[Problem to solve]: Swap every "Detecting Objects" in the records below for "Locating Objects" and write all the lines out again, changing nothing else and leaving the pictures out.

(Records from a data source)
===

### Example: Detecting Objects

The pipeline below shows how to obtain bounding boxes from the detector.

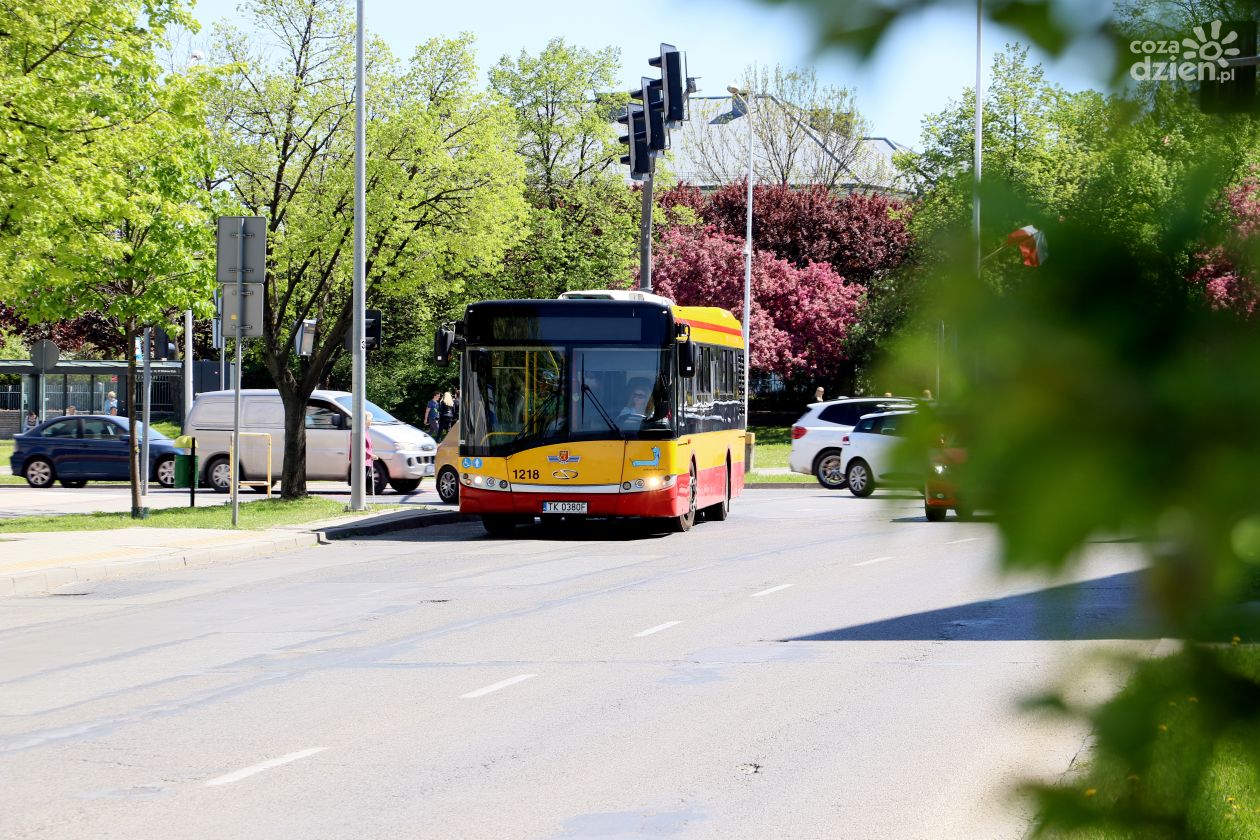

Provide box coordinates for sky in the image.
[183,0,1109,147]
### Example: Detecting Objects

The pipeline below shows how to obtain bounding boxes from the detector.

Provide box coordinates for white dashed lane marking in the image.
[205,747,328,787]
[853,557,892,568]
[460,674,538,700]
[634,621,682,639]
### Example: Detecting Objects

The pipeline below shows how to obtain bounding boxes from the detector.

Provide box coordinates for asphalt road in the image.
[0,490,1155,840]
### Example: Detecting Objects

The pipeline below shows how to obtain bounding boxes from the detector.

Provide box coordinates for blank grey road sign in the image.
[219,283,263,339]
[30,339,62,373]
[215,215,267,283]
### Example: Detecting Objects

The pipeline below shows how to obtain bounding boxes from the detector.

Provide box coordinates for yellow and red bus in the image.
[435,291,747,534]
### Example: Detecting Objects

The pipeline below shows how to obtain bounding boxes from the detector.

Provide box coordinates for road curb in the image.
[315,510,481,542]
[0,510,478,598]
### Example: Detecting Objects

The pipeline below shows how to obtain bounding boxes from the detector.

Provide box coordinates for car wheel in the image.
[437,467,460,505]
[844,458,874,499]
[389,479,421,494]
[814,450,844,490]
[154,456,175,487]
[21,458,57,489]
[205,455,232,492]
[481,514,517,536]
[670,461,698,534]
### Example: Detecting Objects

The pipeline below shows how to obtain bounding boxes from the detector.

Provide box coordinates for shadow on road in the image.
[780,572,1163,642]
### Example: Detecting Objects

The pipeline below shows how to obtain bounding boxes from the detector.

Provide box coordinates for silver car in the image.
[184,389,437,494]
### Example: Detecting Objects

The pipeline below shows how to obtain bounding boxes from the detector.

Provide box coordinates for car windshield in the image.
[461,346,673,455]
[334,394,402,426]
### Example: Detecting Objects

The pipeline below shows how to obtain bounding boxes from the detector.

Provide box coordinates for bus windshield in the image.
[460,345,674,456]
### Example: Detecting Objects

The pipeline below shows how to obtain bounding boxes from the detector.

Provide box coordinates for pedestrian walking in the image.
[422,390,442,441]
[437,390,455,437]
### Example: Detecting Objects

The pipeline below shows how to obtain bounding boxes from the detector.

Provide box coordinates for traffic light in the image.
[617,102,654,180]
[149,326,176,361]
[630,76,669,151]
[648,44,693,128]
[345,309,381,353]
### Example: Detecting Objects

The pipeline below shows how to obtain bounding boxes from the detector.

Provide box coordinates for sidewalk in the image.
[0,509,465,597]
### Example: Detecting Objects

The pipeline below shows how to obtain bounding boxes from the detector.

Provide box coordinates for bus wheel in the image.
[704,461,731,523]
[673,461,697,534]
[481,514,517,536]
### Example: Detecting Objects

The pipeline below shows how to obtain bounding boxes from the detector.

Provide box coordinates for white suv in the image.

===

[Output of the exercise]:
### Example: Locating Objects

The pipeline below shows how to obtain bounding boxes from the detector.


Provide box coordinates for sky in the image.
[183,0,1109,147]
### Example: Locating Objects

The pipeline below shows how to obtain bounding boxes from the detector.

Provide box coordinates for white dashed lane marking in the image.
[205,747,328,787]
[853,557,892,568]
[460,674,538,700]
[634,621,682,639]
### Example: Locating Objects

The pipeline below shows how to obtain bounding boxes from the detector.

Provide box coordinates for asphalt road in the image.
[0,490,1155,840]
### Example: Locating Objects

The pipeline below shows how to obtain bounding boxes from the detector.

Provide box coordinates for blank grey road sign in the image.
[219,283,263,339]
[30,339,62,373]
[215,215,267,283]
### Example: Locating Objects

The pipeline below shows how to obtain bounding boxes from the detector.

Provide box coordinates for yellow and red bus in the image.
[435,291,747,534]
### Example: Locating Objects

The pipeline below shows how to obtain bounding boxes from the detector.

Provide box coordinates for road curb in the image.
[315,510,481,542]
[0,510,478,598]
### Example: Locating Objects

The pipeline below shows how to obtain bounding boxes from the detector.

Provide box coordinates for car wheel in the image.
[437,467,460,505]
[844,458,874,499]
[389,479,421,494]
[814,450,844,490]
[154,456,175,487]
[21,458,57,489]
[205,455,232,492]
[481,514,517,536]
[670,461,698,534]
### Example: Locating Objects

The pipeline below shows how to obtain bounding boxes from the detector.

Provide box coordinates for shadow on road in the image.
[780,572,1163,642]
### Example: Locating Objects

The pipeline below shows how to obtain bounding boxes from the detector.

Provide box coordinates for silver car in the image.
[184,389,437,494]
### Example: Locating Objects

The pipeline below shows how to obtain bounding boxes from the detector.

Provide box coordinates for car windshield in the image.
[461,346,673,455]
[334,394,402,426]
### Example: Locating Objects

The pipeline below shows how to obtain bounding boxes from the detector.

Provide box coordinates for bus windshield in the image.
[460,345,674,456]
### Example: Locating Objects

The pipeline below shows how to obtain bounding boxes from the detector.

Provide box coordinates for pedestrian walking in the image.
[422,390,442,441]
[437,390,455,437]
### Example: Locating Objects

The pipeline below shows how to obtain bounding boxes from the detector.

Provide box coordinates for traffic light in the image.
[617,102,654,180]
[149,326,176,361]
[630,76,669,151]
[648,44,693,128]
[345,309,381,353]
### Example: Locating Objects

The pipeline below shows how to obtain bounding boxes from the detector.

Provide box coordinates for sidewalk in the image.
[0,509,465,597]
### Example: Locating Objects

The pipeline below shows how to obtain bounding boxes from the detector.

Provide box coordinates for bus wheel in the image.
[704,461,731,523]
[673,461,697,534]
[481,514,517,536]
### Example: Locating Objects

The pipeline below shows how to obtain bounding boxes from the detector.

Provide box coordinates for white suv in the image.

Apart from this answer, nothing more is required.